> **BRIEF**:
Rewrite every line of the records below as a numbered list, omitting blank lines and leaving out the pictures.

> **PROVIDED ENTRIES**:
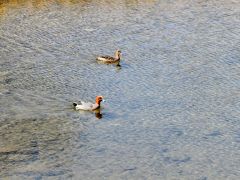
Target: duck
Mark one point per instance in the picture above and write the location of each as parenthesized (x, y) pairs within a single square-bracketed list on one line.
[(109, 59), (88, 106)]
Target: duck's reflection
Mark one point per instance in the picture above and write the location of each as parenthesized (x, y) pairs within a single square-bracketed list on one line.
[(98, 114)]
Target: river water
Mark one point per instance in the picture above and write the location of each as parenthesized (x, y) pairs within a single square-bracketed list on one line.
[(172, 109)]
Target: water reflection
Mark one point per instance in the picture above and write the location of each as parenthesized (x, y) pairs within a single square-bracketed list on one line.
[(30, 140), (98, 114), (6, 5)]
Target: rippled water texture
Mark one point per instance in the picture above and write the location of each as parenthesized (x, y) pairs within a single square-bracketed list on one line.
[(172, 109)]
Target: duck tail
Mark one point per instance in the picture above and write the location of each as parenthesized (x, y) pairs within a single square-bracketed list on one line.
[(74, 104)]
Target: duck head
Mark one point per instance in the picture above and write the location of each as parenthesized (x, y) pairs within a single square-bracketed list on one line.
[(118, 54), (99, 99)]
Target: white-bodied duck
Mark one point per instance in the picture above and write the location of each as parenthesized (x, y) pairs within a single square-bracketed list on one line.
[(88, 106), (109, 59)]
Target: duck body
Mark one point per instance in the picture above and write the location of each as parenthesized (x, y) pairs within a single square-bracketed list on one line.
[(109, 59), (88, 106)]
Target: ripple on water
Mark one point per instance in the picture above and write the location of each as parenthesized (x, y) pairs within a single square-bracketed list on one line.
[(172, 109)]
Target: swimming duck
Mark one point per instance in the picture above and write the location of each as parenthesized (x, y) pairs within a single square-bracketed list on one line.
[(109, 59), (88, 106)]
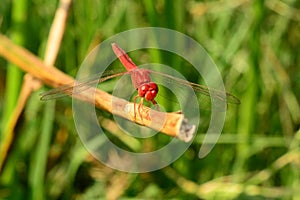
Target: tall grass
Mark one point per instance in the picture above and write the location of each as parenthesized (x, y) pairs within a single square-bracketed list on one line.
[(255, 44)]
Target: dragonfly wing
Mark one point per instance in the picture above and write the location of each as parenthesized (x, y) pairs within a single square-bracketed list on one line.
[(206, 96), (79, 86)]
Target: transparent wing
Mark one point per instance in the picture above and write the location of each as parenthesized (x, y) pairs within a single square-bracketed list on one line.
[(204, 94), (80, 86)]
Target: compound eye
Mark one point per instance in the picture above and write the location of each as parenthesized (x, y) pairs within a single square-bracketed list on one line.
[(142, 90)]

> **RESPONSE BELOW**:
1. Target: duck
2. Mark one point per instance in the picture above and write the location of each as parenthesized (x, y) pairs within a single square-bracketed list on one line.
3. [(109, 59), (88, 106)]
4. Target: duck's reflection
5. Mark one point per instance in the picture above and write the location of each as parenthesized (x, y) pairs within a single square-bracketed list on one line.
6. [(98, 114)]
7. Target: river water
8. Mark one point per instance in the picture above and write the location of each as parenthesized (x, y) pairs within a single square-bracketed list on one line.
9. [(172, 109)]
10. Target: water reflection
11. Mark one point per instance in the picture above and write the location of each as parenthesized (x, y) pairs within a single square-bracketed list on one line.
12. [(30, 140), (98, 114), (6, 5)]
13. Target: rippled water texture
14. Mark one point per instance in the picture above and write the location of each as parenthesized (x, y) pairs within a single square-bracketed list on one line.
15. [(172, 109)]
16. Target: duck tail
17. Mark one point per instance in the picture above and write the location of each as parenthesized (x, y) pairs within a single square-bracketed list on one line.
18. [(74, 104)]
19. Target: duck head
20. Mark one point per instance in the picture above and write the location of each as parenthesized (x, y) pairs within a single square-bracketed list on one line.
21. [(118, 54), (99, 99)]
22. Target: white-bodied duck
23. Mark one point per instance in the picture above and write the location of each as parenthesized (x, y) pairs within a single square-bracketed list on one line.
24. [(88, 106), (109, 59)]
25. Target: duck body
26. Mark one point per instance in the picture above and write the location of each as parenthesized (x, y) pairs within a single square-bracketed list on one line.
27. [(109, 59), (88, 106)]
28. Target: ripple on water
29. Mark one point per instance in the picture above and write the location of each as parenthesized (x, y) pairs within a single square-bracketed list on one line.
30. [(172, 109)]
31. Target: swimming duck
32. Mark one point per instance in the picture above and write the location of each as parenthesized (x, y) pairs within a single square-bracketed list on one line.
33. [(109, 59), (88, 106)]
34. Target: tall grass
35. Mark one point per instance in the picture above and write the location of each as parenthesized (x, y) pairs within a single square-bracketed list on one line.
36. [(255, 44)]
37. Target: dragonfly wing
38. Mark one point per instance in the picture above and write the location of each as parenthesized (x, y) pairs within a single square-bracketed list on one line.
39. [(206, 96), (79, 86)]
40. Target: transparent wing
41. Mark one point per instance in the picture above and write the location of each as parenthesized (x, y) pairs within a single square-bracketed list on one line.
42. [(204, 94), (80, 86)]
43. Target: compound eye
44. Mark one point per instance in the picture above and write the location of each as parenthesized (x, y) pairs within a single square-bracketed list on one line.
45. [(142, 90)]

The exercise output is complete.